## Problem to solve
A faithful copy of all the data is the goal; omit the pictures.

## Data excerpts
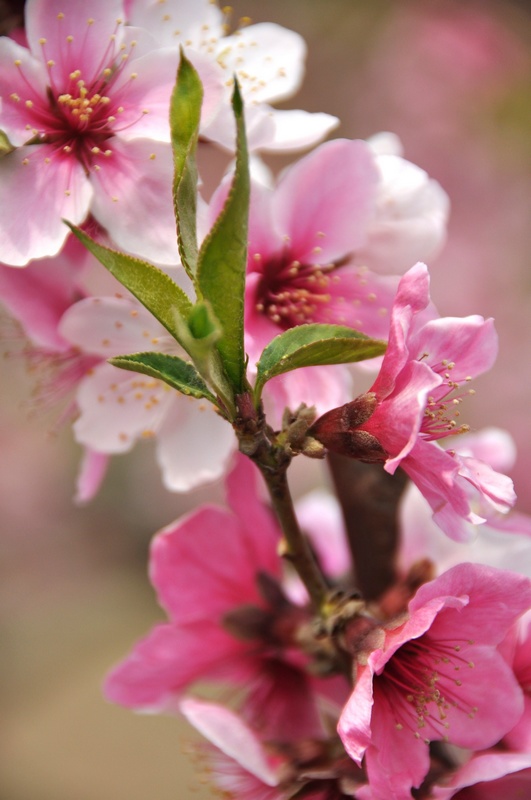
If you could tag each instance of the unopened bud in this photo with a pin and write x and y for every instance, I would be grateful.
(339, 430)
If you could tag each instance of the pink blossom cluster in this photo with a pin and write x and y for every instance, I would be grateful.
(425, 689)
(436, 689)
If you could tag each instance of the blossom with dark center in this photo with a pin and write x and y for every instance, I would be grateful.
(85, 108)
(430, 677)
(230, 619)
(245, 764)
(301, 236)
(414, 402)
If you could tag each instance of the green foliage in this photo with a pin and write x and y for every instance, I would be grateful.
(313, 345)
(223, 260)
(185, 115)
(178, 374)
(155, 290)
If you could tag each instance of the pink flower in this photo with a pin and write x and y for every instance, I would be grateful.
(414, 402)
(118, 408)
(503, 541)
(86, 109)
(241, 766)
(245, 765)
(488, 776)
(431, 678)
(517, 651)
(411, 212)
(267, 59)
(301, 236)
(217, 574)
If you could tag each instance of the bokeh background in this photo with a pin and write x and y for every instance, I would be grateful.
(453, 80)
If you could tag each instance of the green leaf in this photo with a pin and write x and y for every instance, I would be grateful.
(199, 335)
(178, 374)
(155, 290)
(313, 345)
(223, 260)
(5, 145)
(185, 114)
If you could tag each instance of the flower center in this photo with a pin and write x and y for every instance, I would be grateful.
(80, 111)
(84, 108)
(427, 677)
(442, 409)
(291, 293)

## Solution to the problem
If you could tag each instance of the unopened bud in this photo with a pin and write x and y for every instance, I would be grateful.
(339, 430)
If you could tag each instance of the pink blossom cluster in this photo with a pin and write x and y for every instance, I would be grateful.
(425, 689)
(436, 689)
If you could tag each instance of the blossom with dark center in this photo with a pin and write x and y for every instance, I would be grateful.
(85, 108)
(430, 677)
(230, 619)
(245, 764)
(301, 236)
(414, 402)
If you could tag each instance of the green foliage in this photo with a pin and write x and y for every instance, I would be grateful.
(313, 345)
(223, 260)
(185, 115)
(178, 374)
(155, 290)
If you could tag each instance of the pink flower in this photo with a pin and write x and y for every instance, I would be grateful.
(414, 402)
(118, 408)
(503, 541)
(86, 109)
(241, 766)
(245, 765)
(488, 776)
(431, 678)
(517, 651)
(411, 212)
(267, 59)
(301, 236)
(217, 574)
If you could tag each instance of the bokeh background in this photo with a pin and write x and y for every instance, I would be grateful.
(453, 80)
If you could tag each instance of the green leaf in this photo with a pin and write x and y for every instance, I would be grateful.
(199, 335)
(178, 374)
(155, 290)
(313, 345)
(223, 260)
(5, 145)
(185, 114)
If you could tag each instance of the flower center in this photo with a pin and write x and y for every instance, I would be grateful.
(80, 111)
(84, 108)
(427, 677)
(442, 409)
(291, 293)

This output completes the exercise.